[begin PASSAGE TO READ]

If you are going to define things that can act for themselves as things
that can heal, well that's quite a strange thing.



> a
> faulty program forced the stream where it could not go, so the stream
> headed for the nearest "logical" gate, and proceeded from there. To the
> human users' amazement, the computer had solved the probelem set for it
> despite the faulty program!
>
> Computers cannot survive

Whoah, pardner. The automaton that went across the desert *proved*
that automita *CAN* survive.


> or die;

Again getting off point.

> only living organisms can do that.
> Sure, a computer can rust, or melt, and eventually its material makeup
> will entropize, but only a living organism can die, and when it does,
> its material makeup entropizes rather swiftly under normal
> circumstances, It may become fodder for parasites, scavengers, and
> predators, or it may simply turn smelly or desicated. More importantly,
> though, a living organism can possibly come up with strategies for
> survival when it is threatened. A robot can do that ONLY when humans
> build a suitable strategy into its program.

[end PASSAGE TO READ]

# WHAT TO DO:
- a) Answer these questions using the passage on computers and survival, one answer per line:
(i) What did the computer do despite the faulty program?
(ii) What does the reply say proved that automata can survive?
(iii) According to the quoted argument, when can a robot come up with strategies for survival?
- b) Name every kind of creature that the passage on computers and survival says a dead organism may become fodder for.
- c) Reproduce word for word everything from "Again getting off" down to "into its program." in the passage on computers and survival.

[begin DATA EXTRACT]

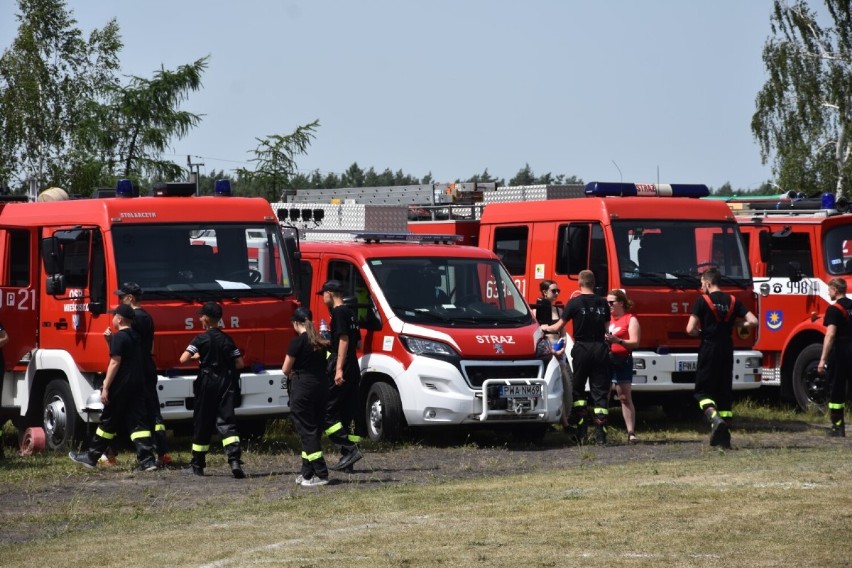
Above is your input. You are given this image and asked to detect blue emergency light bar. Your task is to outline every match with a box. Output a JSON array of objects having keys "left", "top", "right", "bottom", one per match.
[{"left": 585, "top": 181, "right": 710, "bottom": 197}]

[end DATA EXTRACT]

# ANSWERS BELOW:
- a)
(i) It solved the problem set for it.
(ii) The automaton that went across the desert.
(iii) Only when humans build a suitable strategy into its program.

- b) Parasites, scavengers, and predators.

- c)
Again getting off point.

> only living organisms can do that.
> Sure, a computer can rust, or melt, and eventually its material makeup
> will entropize, but only a living organism can die, and when it does,
> its material makeup entropizes rather swiftly under normal
> circumstances, It may become fodder for parasites, scavengers, and
> predators, or it may simply turn smelly or desicated. More importantly,
> though, a living organism can possibly come up with strategies for
> survival when it is threatened. A robot can do that ONLY when humans
> build a suitable strategy into its program.